#### PROBLEM REQUIREMENTS
Reproduce the passage on Majority World Christology starting with "The full-grown humanity" and going on through "and Latin America.", replacing "missiologist" with "theologian".

#### PROVIDED PASSAGE
=-=-=-=-=

Jesus without Borders- Christology in the Majority WorldGene L. Green, Stephen T. Pardue and K.K. Yeo, editors
William B. Eerdmans, 
Grand Rapids, Mich. 193 pages 

The full-grown humanity of Christ,” wrote missiologist Andrew Walls, “requires all the Christian generations, just as it embodies all the cultural variety that six continents can bring.” The Majority World, now 70 percent of all Christians, is beginning to make contributions to the Christian understanding of God and the universe that will enlarge our vision of the fullness of Christ. Eerdmans’s “The Majority World” theology series will help us to keep pace with this remarkable development of our time. “Jesus without Borders,” the first book in the series, is a collection of eight articles from Christian thinkers around the world. The first four articles present Christological perspectives from the West, Africa, Asia and Latin America.

=-=-=-=-=

#### DATA SECTION
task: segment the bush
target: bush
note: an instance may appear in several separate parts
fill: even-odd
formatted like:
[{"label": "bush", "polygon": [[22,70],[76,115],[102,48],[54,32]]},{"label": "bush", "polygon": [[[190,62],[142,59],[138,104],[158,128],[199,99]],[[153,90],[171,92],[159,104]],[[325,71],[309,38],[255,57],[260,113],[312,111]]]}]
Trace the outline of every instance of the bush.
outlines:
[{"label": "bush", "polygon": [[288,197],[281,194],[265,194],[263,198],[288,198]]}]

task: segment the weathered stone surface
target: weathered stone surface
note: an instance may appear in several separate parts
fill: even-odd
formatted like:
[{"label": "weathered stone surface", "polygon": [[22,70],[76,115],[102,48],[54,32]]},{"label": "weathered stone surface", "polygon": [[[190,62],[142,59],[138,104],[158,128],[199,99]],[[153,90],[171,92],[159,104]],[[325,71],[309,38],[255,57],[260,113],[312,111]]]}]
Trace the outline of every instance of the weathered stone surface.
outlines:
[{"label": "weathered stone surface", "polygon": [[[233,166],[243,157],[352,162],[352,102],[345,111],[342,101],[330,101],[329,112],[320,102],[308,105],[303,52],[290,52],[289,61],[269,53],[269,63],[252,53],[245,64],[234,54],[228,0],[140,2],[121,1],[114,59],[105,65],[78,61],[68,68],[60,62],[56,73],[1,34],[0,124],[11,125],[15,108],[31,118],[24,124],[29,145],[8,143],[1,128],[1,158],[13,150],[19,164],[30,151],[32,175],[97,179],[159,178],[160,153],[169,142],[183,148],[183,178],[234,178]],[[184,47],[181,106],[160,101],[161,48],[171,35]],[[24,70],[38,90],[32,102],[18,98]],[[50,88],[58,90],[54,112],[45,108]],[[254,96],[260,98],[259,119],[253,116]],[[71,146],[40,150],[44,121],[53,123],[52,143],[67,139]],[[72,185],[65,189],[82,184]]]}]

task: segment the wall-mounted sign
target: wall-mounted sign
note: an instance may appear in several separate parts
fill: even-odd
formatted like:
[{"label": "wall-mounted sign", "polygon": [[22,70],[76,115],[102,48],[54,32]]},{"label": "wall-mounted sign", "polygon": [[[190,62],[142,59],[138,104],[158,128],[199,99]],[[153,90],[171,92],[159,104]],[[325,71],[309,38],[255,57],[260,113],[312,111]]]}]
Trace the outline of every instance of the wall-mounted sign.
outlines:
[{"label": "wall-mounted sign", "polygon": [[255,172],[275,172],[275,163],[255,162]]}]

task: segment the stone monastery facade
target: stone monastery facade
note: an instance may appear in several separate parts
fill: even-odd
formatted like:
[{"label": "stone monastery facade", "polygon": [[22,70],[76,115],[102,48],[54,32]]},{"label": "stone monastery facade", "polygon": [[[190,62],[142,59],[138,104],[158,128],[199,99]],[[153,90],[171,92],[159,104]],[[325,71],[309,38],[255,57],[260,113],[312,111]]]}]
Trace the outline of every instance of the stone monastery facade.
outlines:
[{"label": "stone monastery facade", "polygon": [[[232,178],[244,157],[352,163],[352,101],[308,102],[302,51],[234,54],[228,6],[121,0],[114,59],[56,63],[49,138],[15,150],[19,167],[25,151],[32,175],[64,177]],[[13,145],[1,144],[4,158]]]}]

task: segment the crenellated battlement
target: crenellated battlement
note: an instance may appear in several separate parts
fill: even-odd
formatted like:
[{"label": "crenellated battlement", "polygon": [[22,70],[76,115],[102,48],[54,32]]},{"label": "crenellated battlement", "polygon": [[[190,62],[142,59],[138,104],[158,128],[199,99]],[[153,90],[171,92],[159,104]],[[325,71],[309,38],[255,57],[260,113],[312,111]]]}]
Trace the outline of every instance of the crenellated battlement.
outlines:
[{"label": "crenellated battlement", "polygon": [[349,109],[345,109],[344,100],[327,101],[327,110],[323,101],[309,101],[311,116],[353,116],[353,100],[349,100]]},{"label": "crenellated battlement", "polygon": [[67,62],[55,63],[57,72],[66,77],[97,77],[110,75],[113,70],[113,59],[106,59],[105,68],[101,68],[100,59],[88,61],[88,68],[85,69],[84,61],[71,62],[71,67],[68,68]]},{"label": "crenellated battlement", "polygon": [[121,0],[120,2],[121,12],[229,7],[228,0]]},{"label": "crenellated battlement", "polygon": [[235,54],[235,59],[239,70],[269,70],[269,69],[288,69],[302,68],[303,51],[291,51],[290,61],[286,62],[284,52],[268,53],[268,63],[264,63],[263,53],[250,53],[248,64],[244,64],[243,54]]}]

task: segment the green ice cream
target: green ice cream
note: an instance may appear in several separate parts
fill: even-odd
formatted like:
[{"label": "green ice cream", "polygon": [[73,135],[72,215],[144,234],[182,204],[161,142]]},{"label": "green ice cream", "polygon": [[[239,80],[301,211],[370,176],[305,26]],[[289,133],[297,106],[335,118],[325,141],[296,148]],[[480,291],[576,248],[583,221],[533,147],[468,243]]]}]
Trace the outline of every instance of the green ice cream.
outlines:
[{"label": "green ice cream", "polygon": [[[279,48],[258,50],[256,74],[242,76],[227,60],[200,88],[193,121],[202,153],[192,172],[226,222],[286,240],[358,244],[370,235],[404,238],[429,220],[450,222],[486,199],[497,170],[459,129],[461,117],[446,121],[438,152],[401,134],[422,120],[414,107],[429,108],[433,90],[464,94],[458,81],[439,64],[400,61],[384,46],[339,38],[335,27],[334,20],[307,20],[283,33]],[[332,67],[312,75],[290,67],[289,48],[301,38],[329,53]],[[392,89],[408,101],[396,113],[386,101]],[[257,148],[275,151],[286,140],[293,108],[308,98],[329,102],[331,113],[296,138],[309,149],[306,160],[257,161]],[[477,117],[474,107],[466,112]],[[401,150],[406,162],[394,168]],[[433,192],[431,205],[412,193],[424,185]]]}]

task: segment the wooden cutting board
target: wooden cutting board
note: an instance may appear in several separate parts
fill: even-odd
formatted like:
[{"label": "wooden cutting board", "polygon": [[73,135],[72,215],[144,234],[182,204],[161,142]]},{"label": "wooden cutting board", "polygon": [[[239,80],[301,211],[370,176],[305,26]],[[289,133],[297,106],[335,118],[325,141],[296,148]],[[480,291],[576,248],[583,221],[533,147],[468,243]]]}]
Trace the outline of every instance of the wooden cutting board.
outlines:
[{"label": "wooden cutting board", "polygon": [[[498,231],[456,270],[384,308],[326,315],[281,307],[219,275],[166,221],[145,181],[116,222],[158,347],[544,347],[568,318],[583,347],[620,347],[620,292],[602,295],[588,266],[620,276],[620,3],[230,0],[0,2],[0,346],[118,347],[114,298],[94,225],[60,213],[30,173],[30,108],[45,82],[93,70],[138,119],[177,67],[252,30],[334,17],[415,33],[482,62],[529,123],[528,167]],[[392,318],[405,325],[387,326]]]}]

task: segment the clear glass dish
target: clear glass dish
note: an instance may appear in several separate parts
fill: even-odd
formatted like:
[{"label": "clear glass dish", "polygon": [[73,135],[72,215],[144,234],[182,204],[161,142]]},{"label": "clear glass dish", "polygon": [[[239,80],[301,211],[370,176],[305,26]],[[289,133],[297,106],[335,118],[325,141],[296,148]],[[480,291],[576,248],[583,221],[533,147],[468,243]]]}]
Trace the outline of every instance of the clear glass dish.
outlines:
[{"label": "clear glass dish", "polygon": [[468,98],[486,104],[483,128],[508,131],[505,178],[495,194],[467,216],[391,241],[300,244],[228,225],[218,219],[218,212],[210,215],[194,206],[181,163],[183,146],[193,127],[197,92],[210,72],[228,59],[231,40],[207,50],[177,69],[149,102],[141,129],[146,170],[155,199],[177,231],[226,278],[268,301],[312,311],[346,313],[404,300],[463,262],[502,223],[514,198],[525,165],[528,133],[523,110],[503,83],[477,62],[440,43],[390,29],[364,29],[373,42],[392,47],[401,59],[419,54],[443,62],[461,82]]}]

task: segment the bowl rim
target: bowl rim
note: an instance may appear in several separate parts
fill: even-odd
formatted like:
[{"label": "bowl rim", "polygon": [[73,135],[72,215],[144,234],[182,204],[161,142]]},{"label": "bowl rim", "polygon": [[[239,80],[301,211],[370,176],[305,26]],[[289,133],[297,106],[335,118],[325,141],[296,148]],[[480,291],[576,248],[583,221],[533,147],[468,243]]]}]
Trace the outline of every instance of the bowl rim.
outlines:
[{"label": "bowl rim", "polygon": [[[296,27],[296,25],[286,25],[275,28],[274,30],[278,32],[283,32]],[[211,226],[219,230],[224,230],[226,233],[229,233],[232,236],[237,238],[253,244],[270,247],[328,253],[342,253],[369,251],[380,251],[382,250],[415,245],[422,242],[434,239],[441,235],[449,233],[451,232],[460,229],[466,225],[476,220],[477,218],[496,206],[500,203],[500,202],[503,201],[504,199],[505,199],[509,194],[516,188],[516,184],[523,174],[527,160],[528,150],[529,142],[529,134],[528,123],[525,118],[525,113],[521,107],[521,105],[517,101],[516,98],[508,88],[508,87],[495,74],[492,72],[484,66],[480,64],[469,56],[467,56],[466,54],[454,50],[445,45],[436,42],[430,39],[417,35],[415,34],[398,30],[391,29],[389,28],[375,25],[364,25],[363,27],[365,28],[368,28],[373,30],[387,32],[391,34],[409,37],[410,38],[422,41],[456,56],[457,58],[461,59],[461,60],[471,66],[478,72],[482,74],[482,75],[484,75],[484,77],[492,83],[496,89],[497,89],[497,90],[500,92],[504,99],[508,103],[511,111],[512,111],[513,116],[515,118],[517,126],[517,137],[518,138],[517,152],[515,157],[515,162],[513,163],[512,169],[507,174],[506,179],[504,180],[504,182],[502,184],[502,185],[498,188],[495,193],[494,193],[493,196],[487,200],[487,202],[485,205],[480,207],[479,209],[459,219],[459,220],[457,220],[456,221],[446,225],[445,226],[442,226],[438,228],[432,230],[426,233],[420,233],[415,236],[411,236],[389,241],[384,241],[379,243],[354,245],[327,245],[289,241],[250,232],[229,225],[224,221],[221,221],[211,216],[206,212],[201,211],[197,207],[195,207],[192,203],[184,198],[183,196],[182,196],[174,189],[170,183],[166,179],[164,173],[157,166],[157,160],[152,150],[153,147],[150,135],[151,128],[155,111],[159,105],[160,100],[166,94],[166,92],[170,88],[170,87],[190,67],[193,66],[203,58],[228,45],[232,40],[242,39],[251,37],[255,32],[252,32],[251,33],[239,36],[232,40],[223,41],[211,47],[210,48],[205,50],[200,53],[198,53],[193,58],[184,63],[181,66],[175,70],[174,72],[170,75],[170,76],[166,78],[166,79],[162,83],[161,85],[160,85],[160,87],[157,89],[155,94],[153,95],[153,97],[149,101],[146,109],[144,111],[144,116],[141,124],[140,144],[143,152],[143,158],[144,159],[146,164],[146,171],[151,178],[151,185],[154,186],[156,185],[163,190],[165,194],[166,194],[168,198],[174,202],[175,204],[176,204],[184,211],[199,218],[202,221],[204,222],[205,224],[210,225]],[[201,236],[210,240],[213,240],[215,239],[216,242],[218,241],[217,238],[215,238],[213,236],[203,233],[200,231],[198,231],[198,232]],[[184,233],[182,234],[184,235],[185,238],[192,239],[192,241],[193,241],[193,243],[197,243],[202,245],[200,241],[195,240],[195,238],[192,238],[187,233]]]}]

=-=-=-=-=

#### RESPONSE FOR THIS EXERCISE
The full-grown humanity of Christ,” wrote theologian Andrew Walls, “requires all the Christian generations, just as it embodies all the cultural variety that six continents can bring.” The Majority World, now 70 percent of all Christians, is beginning to make contributions to the Christian understanding of God and the universe that will enlarge our vision of the fullness of Christ. Eerdmans’s “The Majority World” theology series will help us to keep pace with this remarkable development of our time. “Jesus without Borders,” the first book in the series, is a collection of eight articles from Christian thinkers around the world. The first four articles present Christological perspectives from the West, Africa, Asia and Latin America.